§ **Passage to read**
-----
LOS ANGELES — As a cardiologist in Los Angeles during the 1960s, Dr. Walter S. Graf became alarmed by the number of heart attack sufferers who died while en route to hospitals.
Inspired by an Irish physician who sent hospital doctors and nurses out into Belfast to treat cardiac patients, Graf in 1969 converted a white Chevy van into a "mobile critical care unit." He went on to outfit ambulances with defibrillators and technicians who knew how to use them, becoming one of a handful of doctors who created the modern paramedic emergency system.
Graf died Oct. 18 while under home hospice care in Los Angeles, according to Dr. Baxter Larmon, a professor at the David Geffen School of Medicine at University of California, Los Angeles. He was 98.
"He was a pioneer," said Larmon, who knew Graf for 40 years and delivered a eulogy at a memorial last week. "Today ambulances do trauma care, they do respiratory care, they provide all kinds of care. And it's all based on Graf's original model."
A procession of ambulances and fire trucks were driven to Graf's memorial, which was attended by 100 firefighters, Larmon said Thursday.
-----
§ **Entries shown**
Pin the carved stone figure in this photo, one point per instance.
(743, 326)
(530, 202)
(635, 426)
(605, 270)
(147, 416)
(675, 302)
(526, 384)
-----
§ **Exercise tasks**
1. Reproduce the Graf article word for word, starting with "LOS ANGELES —" and going on through "route to hospitals.".
2. Does each statement agree with the Graf article? Answer yes or no for each, quoting the words that decide it.
(a) Graf turned a white Chevy van into a mobile critical care unit in 1969.
(b) Graf died in a hospital.
(c) Larmon knew Graf for 20 years.
3. List every number and date that the Graf article writes in digits.
Answer from the Graf article alone.

§ **Solution list**
1.
LOS ANGELES — As a cardiologist in Los Angeles during the 1960s, Dr. Walter S. Graf became alarmed by the number of heart attack sufferers who died while en route to hospitals.

2.
(a) Yes: "Graf in 1969 converted a white Chevy van into a "mobile critical care unit.""
(b) No: "Graf died Oct. 18 while under home hospice care in Los Angeles"
(c) No: "who knew Graf for 40 years"

3.
1960s
1969
Oct. 18
98
40
100